■ TRECHO PARA LEITURA:
[Resenha] As Perguntas

Alina é uma jovem de quase trinta anos que leva uma vida absolutamente pacata em uma São Paulo cada vez mais caótica. Até que uma investigação policial a leva a questionar algumas certezas sobre vida, morte e religião. Em As Perguntas, novo livro de Antônio Xerxenesky, lançado pela Companhia das Letras neste mês, há pouco espaço para respostas.

O romance, bastante intrigante, une em uma mesma narrativa questionamentos sobre o pesadelo cotidiano e uma história de terror que nos faz colocar em dúvida nossas crenças mais arraigadas. O autor, selecionado como um dos 20 melhores jovens escritores brasileiros pela revista literária Granta, volta a um tema que já havia sido explorado em seu livro anterior, F., o ocultismo.

A história se passa em um único dia da vida de Alina, com algumas pequenas pinceladas sobre  momentos passados que contextualizam a história. As primeiras páginas do livro são enigmáticas. Alina relembra os pesadelos em que acordava ainda cercada por sombras. Seus pais, ferrenhos defensores do pragmatismo da ciência, explicavam que era um “truque” do cérebro, e Alina acabou convencida.

Essa memória passa a fazer mais sentido quando ela recebe uma ligação de uma delegada sobre um estranho caso de um desaparecido em São Paulo, encontrado em completo estado de choque. A personagem, que é formada em História das Religiões e se interessa por ocultismo, é questionada sobre seu  conhecimento sobre uma suposta seita chamada Ordem Metafisica Experimental. A partir daí, uma troca de e-mails levará Alina a viver uma noite em que a fronteira entre o real e a fantasia passa a ser bastante tênue (não vamos dar spoilers para não estragar a surpresa do livro!)

Enquanto a narrativa se desenrola, Xerxenesky também compõem o quadro psicológico da personagem, que mostra claros sinais de depressão. Nascida na década de 80, Alina é um claro retrato da geração que chegou aos 30 anos aprisionada em cubículos de escritórios em troca de um salário que mal permite pagar as contas, céticos em relação aos valores de seus pais, mas sem encontrar o que colocar no lugar. A vida apática de Alina envolve um esforço diário para levantar da cama, café da manhã às pressas, um emprego chato, relações superficiais.

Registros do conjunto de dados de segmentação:
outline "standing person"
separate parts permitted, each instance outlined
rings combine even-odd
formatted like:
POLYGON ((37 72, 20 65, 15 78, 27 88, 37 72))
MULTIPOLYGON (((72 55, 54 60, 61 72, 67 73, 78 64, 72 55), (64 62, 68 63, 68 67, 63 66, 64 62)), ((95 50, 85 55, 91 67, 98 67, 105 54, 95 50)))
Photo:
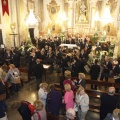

■ PROBLEMAS A RESOLVER:
1. Traduza para o inglês esta frase da resenha de As Perguntas: "As primeiras páginas do livro são enigmáticas."
2. Apresente as linhas dos registros de segmentação como uma lista JSON de strings, uma para cada linha, omitindo as linhas em branco. Deixe as imagens de fora da resposta.
A resenha de As Perguntas e os registros não têm relação entre si.

■ SOLUÇÕES POR TAREFA:
1. The first pages of the book are enigmatic.

2.
[
  "outline \"standing person\"",
  "separate parts permitted, each instance outlined",
  "rings combine even-odd",
  "formatted like:",
  "POLYGON ((37 72, 20 65, 15 78, 27 88, 37 72))",
  "MULTIPOLYGON (((72 55, 54 60, 61 72, 67 73, 78 64, 72 55), (64 62, 68 63, 68 67, 63 66, 64 62)), ((95 50, 85 55, 91 67, 98 67, 105 54, 95 50)))",
  "Photo:"
]